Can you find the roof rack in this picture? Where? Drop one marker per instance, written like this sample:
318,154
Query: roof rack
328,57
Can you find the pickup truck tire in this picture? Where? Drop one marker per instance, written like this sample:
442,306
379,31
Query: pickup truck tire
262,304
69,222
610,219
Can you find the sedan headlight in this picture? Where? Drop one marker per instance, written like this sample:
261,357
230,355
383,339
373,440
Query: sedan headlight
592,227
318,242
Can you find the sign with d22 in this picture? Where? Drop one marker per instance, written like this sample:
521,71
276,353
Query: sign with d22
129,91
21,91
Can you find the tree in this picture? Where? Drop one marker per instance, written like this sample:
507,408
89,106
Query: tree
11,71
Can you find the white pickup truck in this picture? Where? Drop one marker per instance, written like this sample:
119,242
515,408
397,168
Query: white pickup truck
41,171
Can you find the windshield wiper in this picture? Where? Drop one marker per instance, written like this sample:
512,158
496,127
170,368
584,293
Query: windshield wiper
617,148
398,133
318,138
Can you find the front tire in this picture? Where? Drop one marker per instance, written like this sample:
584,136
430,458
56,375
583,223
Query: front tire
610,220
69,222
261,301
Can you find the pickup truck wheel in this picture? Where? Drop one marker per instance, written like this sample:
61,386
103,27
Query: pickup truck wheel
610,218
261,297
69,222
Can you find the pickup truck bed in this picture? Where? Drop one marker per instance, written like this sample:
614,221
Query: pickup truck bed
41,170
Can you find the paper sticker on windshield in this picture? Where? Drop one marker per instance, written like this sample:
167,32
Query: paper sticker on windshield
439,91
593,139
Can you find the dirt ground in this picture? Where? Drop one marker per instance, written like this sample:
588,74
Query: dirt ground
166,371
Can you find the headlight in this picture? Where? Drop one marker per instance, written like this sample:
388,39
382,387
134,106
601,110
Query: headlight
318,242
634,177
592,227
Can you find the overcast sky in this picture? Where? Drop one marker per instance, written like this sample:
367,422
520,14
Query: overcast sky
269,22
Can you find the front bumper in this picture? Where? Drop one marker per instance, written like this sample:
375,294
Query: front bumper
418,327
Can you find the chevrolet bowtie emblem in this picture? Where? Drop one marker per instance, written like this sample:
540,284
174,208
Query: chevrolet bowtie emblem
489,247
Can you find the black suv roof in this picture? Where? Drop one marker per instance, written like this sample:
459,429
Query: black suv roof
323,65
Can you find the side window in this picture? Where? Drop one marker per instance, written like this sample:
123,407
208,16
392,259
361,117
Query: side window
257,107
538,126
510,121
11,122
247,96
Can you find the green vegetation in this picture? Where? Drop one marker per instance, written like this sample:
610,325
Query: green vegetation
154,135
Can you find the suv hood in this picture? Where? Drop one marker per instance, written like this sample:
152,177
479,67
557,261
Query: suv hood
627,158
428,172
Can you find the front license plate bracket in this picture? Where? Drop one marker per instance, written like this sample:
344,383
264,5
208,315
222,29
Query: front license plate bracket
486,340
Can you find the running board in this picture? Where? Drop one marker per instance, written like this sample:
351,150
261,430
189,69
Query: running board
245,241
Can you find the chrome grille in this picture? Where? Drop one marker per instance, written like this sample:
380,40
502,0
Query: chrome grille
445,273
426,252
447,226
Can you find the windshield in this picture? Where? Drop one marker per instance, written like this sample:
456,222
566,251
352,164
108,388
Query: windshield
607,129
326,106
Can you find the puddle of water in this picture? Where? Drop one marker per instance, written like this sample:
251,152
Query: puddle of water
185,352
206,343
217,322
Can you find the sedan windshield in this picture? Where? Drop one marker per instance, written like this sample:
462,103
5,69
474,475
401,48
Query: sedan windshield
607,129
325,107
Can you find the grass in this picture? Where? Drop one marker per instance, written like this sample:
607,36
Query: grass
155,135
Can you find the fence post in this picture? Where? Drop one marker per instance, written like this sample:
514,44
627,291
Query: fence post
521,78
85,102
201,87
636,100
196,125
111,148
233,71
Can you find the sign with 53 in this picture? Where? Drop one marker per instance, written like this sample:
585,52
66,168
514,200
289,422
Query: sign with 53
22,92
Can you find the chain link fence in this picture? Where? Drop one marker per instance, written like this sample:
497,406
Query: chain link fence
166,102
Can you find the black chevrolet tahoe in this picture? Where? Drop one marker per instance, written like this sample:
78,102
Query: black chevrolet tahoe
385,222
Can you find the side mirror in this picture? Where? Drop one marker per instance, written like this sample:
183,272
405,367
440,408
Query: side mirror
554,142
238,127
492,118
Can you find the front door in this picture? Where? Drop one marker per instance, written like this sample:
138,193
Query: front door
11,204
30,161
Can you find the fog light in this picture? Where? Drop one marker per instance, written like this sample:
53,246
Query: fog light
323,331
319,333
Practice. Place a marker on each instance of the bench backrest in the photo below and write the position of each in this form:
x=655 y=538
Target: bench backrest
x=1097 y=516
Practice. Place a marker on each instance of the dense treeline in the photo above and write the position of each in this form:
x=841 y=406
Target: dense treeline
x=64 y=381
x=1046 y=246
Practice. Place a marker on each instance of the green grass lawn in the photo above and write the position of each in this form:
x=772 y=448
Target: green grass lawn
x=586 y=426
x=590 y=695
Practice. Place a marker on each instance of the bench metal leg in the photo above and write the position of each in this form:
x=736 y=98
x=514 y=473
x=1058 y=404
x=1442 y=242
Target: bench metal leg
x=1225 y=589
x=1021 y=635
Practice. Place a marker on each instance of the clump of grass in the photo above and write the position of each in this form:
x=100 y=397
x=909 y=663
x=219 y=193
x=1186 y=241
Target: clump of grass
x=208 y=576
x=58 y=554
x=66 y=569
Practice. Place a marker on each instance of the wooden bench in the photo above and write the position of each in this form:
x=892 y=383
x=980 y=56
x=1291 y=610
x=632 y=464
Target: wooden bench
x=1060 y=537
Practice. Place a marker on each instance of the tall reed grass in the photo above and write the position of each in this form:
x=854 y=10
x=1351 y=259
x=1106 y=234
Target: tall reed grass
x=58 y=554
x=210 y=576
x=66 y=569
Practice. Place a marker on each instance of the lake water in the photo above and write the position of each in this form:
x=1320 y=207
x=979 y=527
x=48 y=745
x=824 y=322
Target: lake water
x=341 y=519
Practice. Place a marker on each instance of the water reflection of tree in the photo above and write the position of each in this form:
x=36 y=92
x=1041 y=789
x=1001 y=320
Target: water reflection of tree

+++

▶ _Exercise directions_
Copy out the data above, word for word.

▶ _Task answer_
Can you find the roof rack in this picture? Where? Drop one marker per instance, written like this sample:
318,154
Query: roof rack
328,57
Can you find the pickup truck tire in this picture? Where? Drop one marker per instance, written like this sample:
442,306
379,31
Query: pickup truck tire
262,304
69,222
610,219
Can you find the sedan headlight in this picture? Where? Drop one marker per instance, written like this sample:
261,357
230,355
383,339
373,440
Query: sedan headlight
592,227
318,242
Can you find the sign with d22 in this picture? Where? Drop one marker per instance, written like this sample:
521,71
276,353
Query: sign with d22
129,91
21,91
Can you find the tree in this picture? Where? Drop one marker per instance, written like this sample:
507,408
89,106
Query: tree
11,71
Can you find the white pickup truck in this picture? Where? Drop one marker per instance, written like this sample:
119,242
515,408
397,168
Query: white pickup truck
41,171
Can you find the windshield wiper in this picture? Where? Drop one marker per instance, written like this sample:
512,158
496,127
170,368
584,293
Query: windshield wiper
617,148
398,133
318,138
Can you find the front tire in this picture? Where? Drop one marker per instance, written like this sample:
584,136
430,458
56,375
583,223
Query: front tire
610,220
69,222
261,301
Can you find the pickup truck wheel in this picture? Where? Drop one marker per instance, written like this sample:
61,386
103,27
Query: pickup truck wheel
610,218
261,297
69,222
Can you find the pickup truck bed in this picture? Where? Drop one marker per instance, written like this sample:
614,221
Query: pickup truck bed
41,170
Can you find the paper sticker on windshield in this picture? Where? Drop one marker per instance, written like this sample:
167,32
Query: paper sticker on windshield
439,91
593,139
Can you find the dirt ground in this picture? Where? Drop one marker per instance, written like this sample:
588,74
Query: dirt ground
166,371
Can you find the headlight in this picture? Where? Drop one marker per instance, written like this sample:
388,39
382,387
134,106
601,110
Query: headlight
318,242
634,177
592,227
Can you find the overcast sky in this picture? Where? Drop one marker per instance, written like this sample:
367,422
520,14
Query: overcast sky
269,22
Can you find the front bumper in this picture? Where? Drop one marker per instance, written like this sample:
375,294
Query: front bumper
418,327
Can you find the chevrolet bowtie emblem in this picture? Where? Drop one marker per instance, written like this sample:
540,284
174,208
Query: chevrolet bowtie emblem
489,247
Can you find the black suv roof in this picture? Where? Drop one marker per instance, written like this sample:
459,429
Query: black suv roof
323,65
Can you find the side window in this picture? Where? Drop one marker per instance, written like this sample:
123,407
208,16
392,259
361,117
Query: side window
257,107
538,126
510,121
11,122
247,96
Can you find the green vegetation in this picture? Where? Drop one marker per instance, written like this sample:
610,325
Query: green vegetation
154,135
Can you find the suv hood in this picture? Where? Drop one marker per instance, written like this sample:
152,177
479,67
557,261
Query: suv hood
627,158
428,172
Can you find the front license plate bracket in this picture? Where? Drop one marker per instance, written like this sample:
344,383
264,5
208,315
222,29
Query: front license plate bracket
486,340
Can you find the running board in this picture? Where? Drop one marker per instance, written like this sample:
351,150
261,430
189,69
Query: running board
245,241
Can you find the chrome grille in this picture? Where? Drop one marker per instance, written like this sample:
380,40
502,0
Query: chrome grille
445,273
426,252
447,226
Can you find the windshield in this picture? Where? Drop one marker per instance, written like this sample:
456,222
566,251
352,164
108,388
Query: windshield
607,129
326,106
Can you find the puddle of water in this picture? Where? Drop one marker per instance, written like this sample:
251,152
Query: puddle of water
185,352
206,343
217,322
Can you find the sedan windshield in this picture? Where? Drop one marker per instance, written like this sample:
462,103
5,69
474,475
401,48
Query: sedan windshield
607,129
325,107
Can you find the grass in this picture? Where? Drop one marker per instance, written like this sample:
607,36
Query: grass
155,135
Can you find the fence post in this picture? Where? Drop one marker per instance, written like this sample:
514,44
627,291
Query: fence post
521,78
85,102
201,87
636,100
196,125
111,148
233,71
Can you find the sign with 53 in this picture? Where? Drop one marker per instance, written like this sample:
585,52
66,168
514,200
289,422
Query: sign with 53
22,92
Can you find the chain link fence in this picture? Where? Drop one marker per instance, written like this sample:
497,406
Query: chain link fence
166,102
Can you find the black chevrolet tahoe in this picture? Where? Drop one marker per instance, written like this sample:
78,102
Query: black chevrolet tahoe
385,222
Can you find the side mirror in this picture? Where? Drop one marker per instance, written like this sample:
183,272
405,367
440,408
Query: side mirror
554,142
238,127
492,118
Can you find the front door in this picture? Where? Drop one marker per instance, written like this sample:
138,193
Query: front door
11,204
30,161
Can you find the fog light in this picture? Where? Drop one marker per instance, written like this sample:
53,246
Query: fog light
323,331
319,333
Practice. Place a marker on each instance of the bench backrest in the photo below and write the position of each in this form:
x=655 y=538
Target: bench backrest
x=1097 y=516
Practice. Place a marker on each instance of the dense treeline in the photo above and write the position of each in this form:
x=841 y=406
Target: dense treeline
x=64 y=381
x=1046 y=246
Practice. Place a marker on each instance of the green grass lawn in the photo above and write the position of each in this form:
x=772 y=448
Target: green grass lawn
x=586 y=426
x=590 y=695
Practice. Place a marker on each instance of the bench metal leg in the photo above and write the position of each in this form:
x=736 y=98
x=514 y=473
x=1058 y=404
x=1442 y=242
Target: bench metal leg
x=1225 y=589
x=1021 y=635
Practice. Place a marker on each instance of the clump of grass in the photo above and write the position of each in this form:
x=100 y=397
x=909 y=663
x=219 y=193
x=1186 y=241
Target: clump of grass
x=208 y=576
x=58 y=554
x=66 y=569
Practice. Place a marker on each instance of the wooden bench in the photo above and write the position of each in this form:
x=892 y=383
x=980 y=56
x=1291 y=610
x=632 y=464
Target: wooden bench
x=1060 y=537
Practice. Place a marker on each instance of the tall reed grass in the photo above and write the position of each in this form:
x=854 y=10
x=1351 y=259
x=1106 y=234
Target: tall reed grass
x=58 y=554
x=210 y=576
x=66 y=569
Practice. Place a marker on each instance of the lake water in the photo above and write the position of each in this form:
x=1320 y=207
x=979 y=527
x=48 y=745
x=824 y=322
Target: lake water
x=341 y=519
Practice. Place a marker on each instance of the water reflection of tree in the photo above and write the position of each in this form:
x=36 y=92
x=1041 y=789
x=1001 y=320
Target: water reflection of tree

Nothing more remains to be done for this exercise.